### Texte fourni

L’intelligence collective au service de la transformation durable des entreprises

Articlé rédigé par Bastien SCHEID

Publié le 15 octobre 2024

Alors que les pressions réglementaires s’intensifient et que les attentes des consommateurs, des investisseurs et des collaborateurs évoluent, les entreprises sont confrontées à un impératif de changement. La question n’est plus de savoir si elles doivent se transformer, mais comment le faire efficacement et durablement. Mais comment peuvent-elles naviguer dans cette complexité et trouver des solutions efficaces ? C’est ici que l’intelligence collective entre en jeu, offrant une approche novatrice pour naviguer dans la complexité des enjeux environnementaux, sociaux et économiques.

Dans cet article, nous explorerons comment l’intelligence collective peut être le catalyseur d’une transition réussie vers des pratiques plus responsables et durables. Nous verrons comment elle peut aider les entreprises à relever les défis de la RSE, à repenser leurs modèles économiques et à créer de la valeur tout en réduisant leur impact environnemental.

Contexte et enjeux actuels des entreprises

Dans un monde confronté à des défis environnementaux, sociaux et économiques sans précédent, la capacité à s’adapter et à répondre à ces enjeux est devenue une priorité incontournable. Le changement climatique, la perte de biodiversité, ainsi que la dégradation des écosystèmes et des sociétés exigent des réponses rapides et efficaces de la part de tous les acteurs économiques, en particulier des entreprises.

Les pressions réglementaires et les attentes croissantes des consommateurs, des investisseurs, et des collaborateurs poussent les entreprises à repenser leurs modèles économiques et leurs pratiques opérationnelles pour les inscrire dans une stratégie plus responsable, visant à réduire l’impact de leurs activités sur la planète.

Cette démarche, appelée transition durable des entreprises, s’incarne dans la Responsabilité Sociétale des Entreprises (RSE). Sa mise en œuvre génère de nouveaux enjeux économiques et sociaux au sein des organisations, impliquant souvent l’ensemble de la chaîne de valeur d’une entreprise et nécessitant la mobilisation de ressources humaines et matérielles. Qu’il s’agisse de recyclage, d’émissions de carbone, d’éthique des affaires ou d’inclusivité, ces sujets doivent être analysés à la fois à l’échelle du micro et du macro-environnement de l’entreprise pour en saisir toutes les implications et adapter les pratiques en conséquence, afin de les rendre plus durables.

Trouver des solutions, oui ! Mais une solution unique existe-t-elle ? Eh bien non. Il n’y a pas de solution unique. Pour chaque domaine d’action potentiel, une multitude de solutions peut être mise en place pour éviter, réduire ou compenser l’impact des activités de l’entreprise. L’objectif est donc de disposer d’une diversité de visions (et de moyens pour les rendre réalisables) afin de déterminer quelles actions sont les plus cohérentes à mettre en place en fonction des enjeux de l’entreprise et de son environnement. C’est là que l’intelligence collective entre en jeu.

######
### Données affichées

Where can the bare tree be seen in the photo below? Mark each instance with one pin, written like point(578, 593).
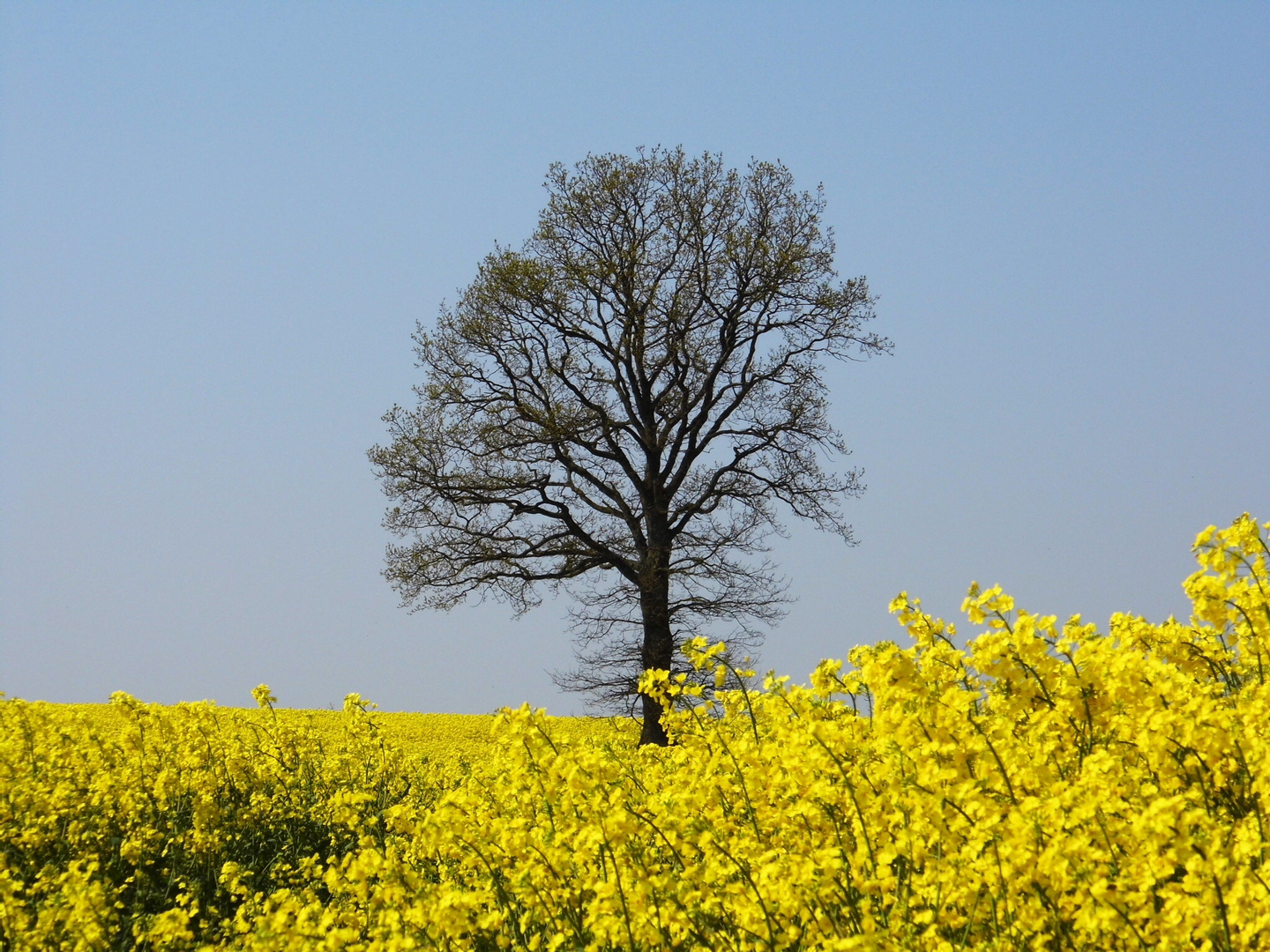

######

▶ [Votre tâche]
Prolongez le texte sur l’intelligence collective au service de la transformation durable des entreprises en reprenant juste après sa dernière phrase.

▶ [Réponse attendue]
L’intelligence collective, c’est 1+1 = 3

Pour rendre tangible le concept d’intelligence collective, certains le comparent aux comportements des fourmis ou des abeilles. Ces insectes collaborent autour d’un objectif commun, illustrant ainsi comment la réflexion collective peut engendrer des solutions innovantes et impulser le changement. On peut aller plus loin en soulignant que, dans une ruche ou une fourmilière, chaque individu possède des compétences et des caractéristiques bien définies.

C’est cette synergie qui crée le succès du collectif : une somme d’individualités qui forme un socle de réflexion commun et complet. Stricto sensu, l’intelligence collective est la capacité d’un groupe de personnes à collaborer pour atteindre un objectif commun.

Fondamentalement, l’idée est que la combinaison des connaissances, compétences, et perspectives diversifiées des membres d’un groupe (préétabli ou non) peut produire des résultats supérieurs à ceux qu’un individu seul pourrait atteindre. C’est le concept du “1+1 = 3” introduit par Kenneth Blanchard dans les années 70/80, qui défendait l’idée qu’« aucun d’entre nous n’est aussi intelligent que l’ensemble d’entre nous ».

En effet, cette diversité d’atouts individuels enrichit le répertoire de solutions potentielles et d’approches créatives proposées par le groupe. Les membres travaillent ensemble, partagent leurs idées et informations, et se soutiennent mutuellement pour atteindre un objectif commun.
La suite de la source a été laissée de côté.